#### [Problem A]
For the portraiture passage below, decide whether each statement agrees with it, answering yes or no and quoting the words that decide it: (i) Parker made extended visits to Australia from 2003 to 2008. (ii) The Archibald exhibit has received fewer than 10,000 entries. (iii) Portraits from the Archibald exhibit traveled to towns and cities around Australia.
#### [Problem B]
Carry on the portraiture passage below from the point where it stops.

In her own work, she said, she’s getting more interested in movement, form and color, and less interested in realistic mood.

Parker got the idea for a portraiture show from the Archibald Prize in Australia, where she made extended visits with her husband, Steve Lavell of Sydney, from 2003 to 2008. The idea sparked her imagination and led to the Door County version. Portraits from the annual Archibald exhibit were sent on traveling shows to towns and cities around Australia.

“In the 75-plus years the exhibit has been running, there have been over 14,000 entries, seen by millions,” Parker said during a speech she prepared for the 2016 Door Prize for Portraiture show, held at Sturgeon Bay’s Miller Art Gallery. 


“Late Night Pondering,” pensive self-portrait, watercolor on paper by Deb Rosenthal.

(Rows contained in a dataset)
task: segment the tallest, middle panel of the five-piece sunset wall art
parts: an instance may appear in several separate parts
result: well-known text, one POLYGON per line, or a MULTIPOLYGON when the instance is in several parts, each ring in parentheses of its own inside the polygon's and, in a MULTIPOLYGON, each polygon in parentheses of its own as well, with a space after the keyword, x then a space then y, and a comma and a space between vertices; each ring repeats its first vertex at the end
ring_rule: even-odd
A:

#### [Result A]
(i) Yes: "where she made extended visits with her husband, Steve Lavell of Sydney, from 2003 to 2008."
(ii) No: "there have been over 14,000 entries, seen by millions."
(iii) Yes: "Portraits from the annual Archibald exhibit were sent on traveling shows to towns and cities around Australia."

#### [Result B]
She concluded that 2016 presentation by saying: “What does a portrait reveal? How much does it tell us about the subject, or about ourselves and our own attitudes? What is the line between private and public? How have technology and history played into the way we present ourselves to others?

“Baudelaire said in 1859 [that] ‘a good portrait is dramatized biography,’ and ‘a portrait can be understood as history or as a novel – it’s a battle between convention and expression.’ I think this holds true into the 21st century. Consider these aspects as you journey through this exhibition.”